=== DIRECTIVE ===
Leave out the pictures and transcribe the rest of the records exactly.

===== LISTING =====

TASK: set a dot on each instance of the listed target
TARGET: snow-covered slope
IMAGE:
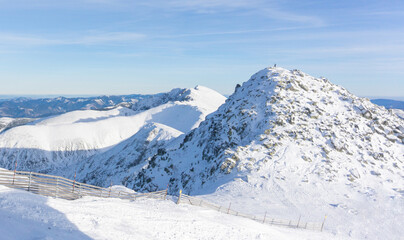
(27, 216)
(36, 108)
(60, 141)
(294, 144)
(399, 113)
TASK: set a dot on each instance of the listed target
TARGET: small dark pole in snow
(29, 182)
(298, 221)
(110, 187)
(15, 169)
(74, 181)
(165, 196)
(322, 225)
(179, 197)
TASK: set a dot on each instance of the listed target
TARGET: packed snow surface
(26, 216)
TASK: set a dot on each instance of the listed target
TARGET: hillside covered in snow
(284, 143)
(294, 145)
(36, 108)
(58, 144)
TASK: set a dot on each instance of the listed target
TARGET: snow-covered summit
(299, 144)
(65, 139)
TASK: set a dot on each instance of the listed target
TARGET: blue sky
(122, 47)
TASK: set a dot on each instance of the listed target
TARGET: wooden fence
(60, 187)
(263, 219)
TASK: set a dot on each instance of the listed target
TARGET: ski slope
(24, 215)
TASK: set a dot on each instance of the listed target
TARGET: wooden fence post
(179, 197)
(29, 181)
(322, 225)
(15, 169)
(297, 226)
(56, 187)
(74, 181)
(79, 189)
(110, 187)
(165, 196)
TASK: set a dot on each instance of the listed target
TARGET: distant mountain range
(36, 108)
(284, 141)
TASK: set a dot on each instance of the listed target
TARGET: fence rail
(60, 187)
(183, 198)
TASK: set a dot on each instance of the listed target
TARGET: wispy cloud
(87, 39)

=====

=== TASK RESULT ===
TASK: set a dot on each instance of the listed target
TARGET: snow-covered slope
IMAGE:
(27, 216)
(36, 108)
(60, 141)
(294, 144)
(399, 113)
TASK: set a dot on each instance of the listed target
TARGET: small dark pole in snow
(29, 182)
(298, 221)
(110, 187)
(15, 169)
(74, 181)
(165, 196)
(322, 225)
(179, 197)
TASK: set a dot on each instance of the listed target
TARGET: packed snow surface
(26, 216)
TASK: set a dot on each instance of the listed target
TARGET: hillside covered in snow
(284, 143)
(294, 145)
(36, 108)
(58, 144)
TASK: set a dot on each instance of the listed target
TARGET: snow-covered summit
(299, 144)
(65, 139)
TASK: set a dot on each instance of the listed target
TARGET: blue sky
(122, 47)
TASK: set a dot on each instance of the listed target
TARGET: wooden fence
(60, 187)
(263, 219)
TASK: set a dot on each instance of the listed target
TARGET: ski slope
(24, 215)
TASK: set a dot on each instance of the listed target
TARGET: wooden fence post
(179, 197)
(29, 181)
(322, 225)
(15, 169)
(297, 226)
(56, 187)
(74, 181)
(79, 189)
(110, 187)
(165, 196)
TASK: set a dot on each instance of the listed target
TARGET: distant mountain range
(36, 108)
(284, 141)
TASK: set a dot on each instance of the listed target
TARGET: fence rail
(60, 187)
(183, 198)
TASK: set a dot on each instance of the listed target
TARGET: wispy cloud
(87, 39)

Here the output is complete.